Answer these questions about the text on alt-right gender politics:
(a) What term does the text say observers use for the way sexism pulls young men into the alt-right?
(b) Which alt-right website is Greg Johnson connected with?
(c) For how many years has the Christian right been the benchmark of anti-feminist, patriarchal politics in the United States?
═════ Document segment ═════
Although best known for its white nationalist brand of racist ideology, there’s growing recognition that patriarchal politics is also central to the movement. Several observers have pointed out that the alt-right advocates not just white supremacy, but more specifically white male supremacy, that the movement feeds on “toxic resentment of women”, and that sexism serves as a “gateway drug” pulling a lot of young men into it. The few alt-right women who have been profiled embrace their own subordination. [...]
Consider abortion. Some alt-rightists, unsurprisingly, argue that abortion is simply immoral and should be banned. Yet many others in the movement disagree – and for reasons that have nothing to do with respecting women’s autonomy or privacy. These alt-rightists support legal abortion because, they claim, it’s disproportionately used by black and Latina women and, secondarily, because they see it as a way to weed out “defective” white babies. In other words, they support abortion as a form of eugenics. Both sides of this internal alt-right debate agree that women have no business controlling their own bodies. As Greg Johnson of the alt-right website Counter-Currents put it, “in a White Nationalist society … some abortions should be forbidden, others should be mandatory, but under no circumstances should they simply be a matter of a woman’s choice”. [...]
For 40 years, the Christian right has been the benchmark of anti-feminist, patriarchal politics in the United States. The Christian right was the first large-scale movement in US history to put the reassertion of male dominance at the centre of its programme. Since the 1970s, it has spearheaded a whole series of patriarchal initiatives, from the campaign to defeat the Equal Rights Amendment to the self-described “biblical patriarchy” movement, which tells women they have a sacred obligation to treat their husbands as “lord”.
═════ Provided records ═════
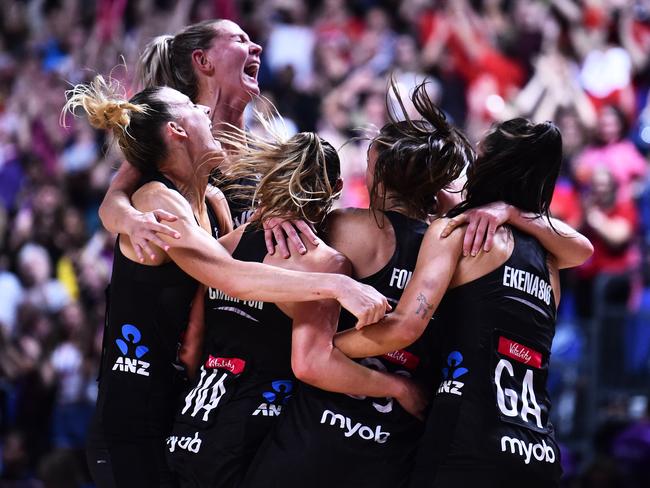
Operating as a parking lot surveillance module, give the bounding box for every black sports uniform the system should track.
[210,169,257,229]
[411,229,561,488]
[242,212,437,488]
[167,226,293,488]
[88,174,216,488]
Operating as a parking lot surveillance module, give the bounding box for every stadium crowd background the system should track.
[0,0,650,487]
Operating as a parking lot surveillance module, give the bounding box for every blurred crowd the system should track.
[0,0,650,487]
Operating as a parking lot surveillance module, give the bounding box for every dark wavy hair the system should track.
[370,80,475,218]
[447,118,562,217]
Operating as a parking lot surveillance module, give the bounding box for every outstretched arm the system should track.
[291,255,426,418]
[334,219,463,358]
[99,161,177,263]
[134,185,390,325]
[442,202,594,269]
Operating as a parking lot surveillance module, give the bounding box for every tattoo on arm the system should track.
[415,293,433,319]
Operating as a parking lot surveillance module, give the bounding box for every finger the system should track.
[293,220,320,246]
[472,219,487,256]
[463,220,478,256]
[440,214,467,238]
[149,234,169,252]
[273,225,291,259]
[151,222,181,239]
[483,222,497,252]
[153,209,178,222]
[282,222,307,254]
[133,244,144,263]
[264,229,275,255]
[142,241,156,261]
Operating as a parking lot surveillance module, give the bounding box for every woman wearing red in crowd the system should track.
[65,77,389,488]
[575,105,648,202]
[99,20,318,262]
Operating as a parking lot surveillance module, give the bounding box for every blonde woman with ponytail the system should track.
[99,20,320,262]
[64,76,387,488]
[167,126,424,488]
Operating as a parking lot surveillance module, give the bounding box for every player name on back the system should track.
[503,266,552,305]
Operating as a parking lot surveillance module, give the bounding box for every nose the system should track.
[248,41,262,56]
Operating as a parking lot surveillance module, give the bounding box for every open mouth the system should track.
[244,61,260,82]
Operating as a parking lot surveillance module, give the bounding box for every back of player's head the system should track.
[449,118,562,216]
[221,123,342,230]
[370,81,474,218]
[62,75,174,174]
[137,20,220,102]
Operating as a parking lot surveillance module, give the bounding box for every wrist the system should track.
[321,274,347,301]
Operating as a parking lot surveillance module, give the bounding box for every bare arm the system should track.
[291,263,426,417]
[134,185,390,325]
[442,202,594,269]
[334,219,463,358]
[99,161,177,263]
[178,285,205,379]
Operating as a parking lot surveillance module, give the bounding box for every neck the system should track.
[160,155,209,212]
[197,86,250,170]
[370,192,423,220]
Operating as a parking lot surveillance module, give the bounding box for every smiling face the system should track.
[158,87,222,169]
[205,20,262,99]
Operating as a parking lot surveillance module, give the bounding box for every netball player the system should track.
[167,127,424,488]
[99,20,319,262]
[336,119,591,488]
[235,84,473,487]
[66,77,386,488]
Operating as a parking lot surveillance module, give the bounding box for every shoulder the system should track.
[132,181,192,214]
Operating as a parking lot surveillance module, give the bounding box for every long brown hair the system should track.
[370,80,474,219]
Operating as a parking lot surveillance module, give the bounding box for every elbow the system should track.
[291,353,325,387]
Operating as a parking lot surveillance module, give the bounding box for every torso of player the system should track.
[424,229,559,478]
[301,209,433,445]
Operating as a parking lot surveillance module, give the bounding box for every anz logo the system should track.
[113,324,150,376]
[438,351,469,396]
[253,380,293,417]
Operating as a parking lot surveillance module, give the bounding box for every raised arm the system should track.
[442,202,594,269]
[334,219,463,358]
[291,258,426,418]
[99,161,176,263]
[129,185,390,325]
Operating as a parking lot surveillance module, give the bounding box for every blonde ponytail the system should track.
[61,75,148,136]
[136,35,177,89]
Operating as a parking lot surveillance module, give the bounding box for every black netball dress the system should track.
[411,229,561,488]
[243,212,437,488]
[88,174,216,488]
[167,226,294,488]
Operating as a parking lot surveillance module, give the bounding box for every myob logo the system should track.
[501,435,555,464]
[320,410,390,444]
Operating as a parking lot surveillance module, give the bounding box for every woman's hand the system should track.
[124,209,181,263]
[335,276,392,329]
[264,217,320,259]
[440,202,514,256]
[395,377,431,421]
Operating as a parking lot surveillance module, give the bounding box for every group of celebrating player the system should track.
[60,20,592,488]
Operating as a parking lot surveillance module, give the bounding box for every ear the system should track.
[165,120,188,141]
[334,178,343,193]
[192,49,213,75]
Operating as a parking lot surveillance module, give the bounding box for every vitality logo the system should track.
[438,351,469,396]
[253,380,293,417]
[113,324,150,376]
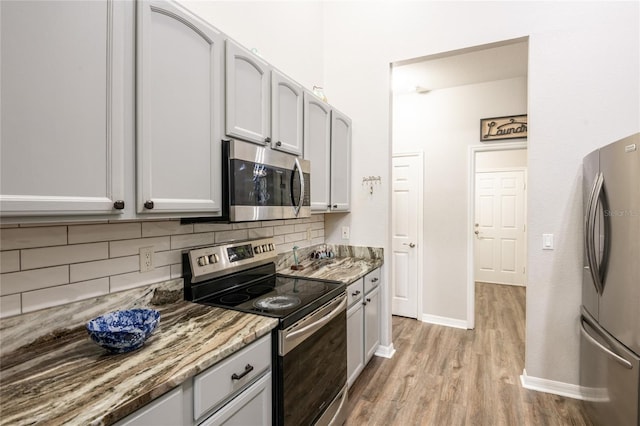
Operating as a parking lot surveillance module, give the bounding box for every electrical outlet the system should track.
═════
**Exercise output:**
(a) A "gateway drug."
(b) Counter-Currents.
(c) 40 years.